WHAT YOU NEED TO DO –
A: Can you copy out the rows from the line containing "of the window" down to the end of the rows, renaming "Target" as "Label" and keeping everything else the same?
B: Can you carry the review of Redburn further, picking up right after its last sentence?

SOURCE –
_ _ _ _

Here’s the thing: Redburn is an early effort that’s passable in its own right, but really doesn’t prepare you for the genius gamechanger it’s laying the groundwork for. You just don’t see anything like Moby Dick coming based on Redburn. Which is not to say Redburn isn’t a good book, or an enjoyable one, or one worth reading (especially if you, like me, are struck with an incredibly geeky urge to go all completionist and read everything Melville wrote). But it does mean that reading Redburn after reading Melville’s legitimately more famous and better-regarded books is a peculiar experience.
To just take the book on its own terms, devoid of context or history or knowledge of what comes after, Redburn is at its heart a tale of a boy just coming to terms with the fact that his view of the world, and in particular his understanding of it as a fair and just place, has been shattered. It’s a pretty standard story of innocence lost and adulthood gained, told in hindsight by an older version of Wellingborough Redburn himself (and isn’t that a hell of a name?*) who seems slightly embarassed at just how naive he was way back in the day. This theme is nested throughout the book, starting with the economic collapse of his father to the inherent unfairness of life on the sea, to the inherent unfairness of poverty he’s first exposed to in Liverpool. The scope of the book gradually grows, like going from the innermost matroushka doll to the outermost one, which is a neat little trick on Melville’s part and rings very true for anyone who’s grappled with forging his or her own worldview in adolescence.

_ _ _ _

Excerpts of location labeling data
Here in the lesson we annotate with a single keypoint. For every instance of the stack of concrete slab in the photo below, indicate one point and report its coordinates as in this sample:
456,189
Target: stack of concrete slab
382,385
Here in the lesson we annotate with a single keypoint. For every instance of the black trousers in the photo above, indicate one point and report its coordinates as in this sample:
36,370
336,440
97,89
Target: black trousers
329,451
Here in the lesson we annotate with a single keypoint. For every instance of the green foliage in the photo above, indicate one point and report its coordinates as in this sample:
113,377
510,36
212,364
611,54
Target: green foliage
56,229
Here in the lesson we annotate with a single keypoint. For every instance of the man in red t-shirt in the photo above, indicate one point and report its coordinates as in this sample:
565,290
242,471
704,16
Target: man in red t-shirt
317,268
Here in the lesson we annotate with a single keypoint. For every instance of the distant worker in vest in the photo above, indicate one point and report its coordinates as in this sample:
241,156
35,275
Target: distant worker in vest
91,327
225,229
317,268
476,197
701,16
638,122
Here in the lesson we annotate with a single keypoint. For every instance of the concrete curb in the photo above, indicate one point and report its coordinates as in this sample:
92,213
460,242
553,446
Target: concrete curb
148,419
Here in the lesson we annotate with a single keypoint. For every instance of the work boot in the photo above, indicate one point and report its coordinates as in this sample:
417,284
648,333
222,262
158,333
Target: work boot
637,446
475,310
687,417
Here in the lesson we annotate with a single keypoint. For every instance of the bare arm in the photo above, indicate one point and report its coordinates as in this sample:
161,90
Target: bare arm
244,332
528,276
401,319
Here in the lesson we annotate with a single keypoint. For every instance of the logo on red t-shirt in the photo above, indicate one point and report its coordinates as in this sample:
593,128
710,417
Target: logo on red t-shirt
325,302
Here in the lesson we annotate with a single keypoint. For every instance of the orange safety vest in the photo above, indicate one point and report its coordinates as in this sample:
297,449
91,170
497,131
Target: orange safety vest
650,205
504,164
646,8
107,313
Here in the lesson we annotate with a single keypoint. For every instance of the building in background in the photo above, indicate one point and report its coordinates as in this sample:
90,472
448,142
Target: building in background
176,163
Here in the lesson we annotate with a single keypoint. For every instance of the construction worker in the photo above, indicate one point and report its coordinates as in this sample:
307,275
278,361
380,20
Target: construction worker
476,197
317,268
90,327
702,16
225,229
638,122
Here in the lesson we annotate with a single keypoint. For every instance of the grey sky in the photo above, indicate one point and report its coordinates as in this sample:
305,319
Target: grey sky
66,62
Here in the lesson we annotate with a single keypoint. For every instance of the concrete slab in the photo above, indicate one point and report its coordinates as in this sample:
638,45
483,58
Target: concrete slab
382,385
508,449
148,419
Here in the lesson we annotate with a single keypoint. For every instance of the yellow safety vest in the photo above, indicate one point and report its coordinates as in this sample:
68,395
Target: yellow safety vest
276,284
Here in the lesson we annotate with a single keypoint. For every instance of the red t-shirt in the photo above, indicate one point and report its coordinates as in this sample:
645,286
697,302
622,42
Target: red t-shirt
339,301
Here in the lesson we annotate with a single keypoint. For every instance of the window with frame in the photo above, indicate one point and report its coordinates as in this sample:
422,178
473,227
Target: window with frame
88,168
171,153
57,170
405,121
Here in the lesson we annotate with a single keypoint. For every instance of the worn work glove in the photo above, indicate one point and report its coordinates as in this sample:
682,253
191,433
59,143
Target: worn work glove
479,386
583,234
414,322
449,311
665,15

_ _ _ _

ANSWERS PROVIDED –
A:
Here in the lesson we annotate with a single keypoint. For every instance of the window with frame in the photo above, indicate one point and report its coordinates as in this sample:
422,178
473,227
Label: window with frame
88,168
171,153
57,170
405,121
Here in the lesson we annotate with a single keypoint. For every instance of the worn work glove in the photo above, indicate one point and report its coordinates as in this sample:
682,253
191,433
59,143
Label: worn work glove
479,386
583,234
414,322
449,311
665,15

B:
And the writing is lovely. Here, like in Moby Dick or “Bartleby,” Melville is telling you a story through someone else telling you a story. And one thing that keeps me coming back to Melville time and again is just that: that he tells you a story. The writing here is intimate and immediate, like you’re sitting in a comfortably overstuffed armchair with Redburn and he’s recounting his youthful exploits to you — just you — over a cup of tea. In fact, it’s a little bit purer here in Redburn than in anything else I’ve read by him. It’s got more scope than “Bartleby” by virtue of its length alone and unlike Moby Dick, where Ishmael himself starts to fade in and out of the narrative, Redburn is always front and center. It’s Redburn telling Redburn’s story (as opposed to the rather elderly gentleman telling you about Bartleby or Ishmael telling you about the Pequod) and Redburn, luckily, has the wit and grace as a reflective narrator to carry it.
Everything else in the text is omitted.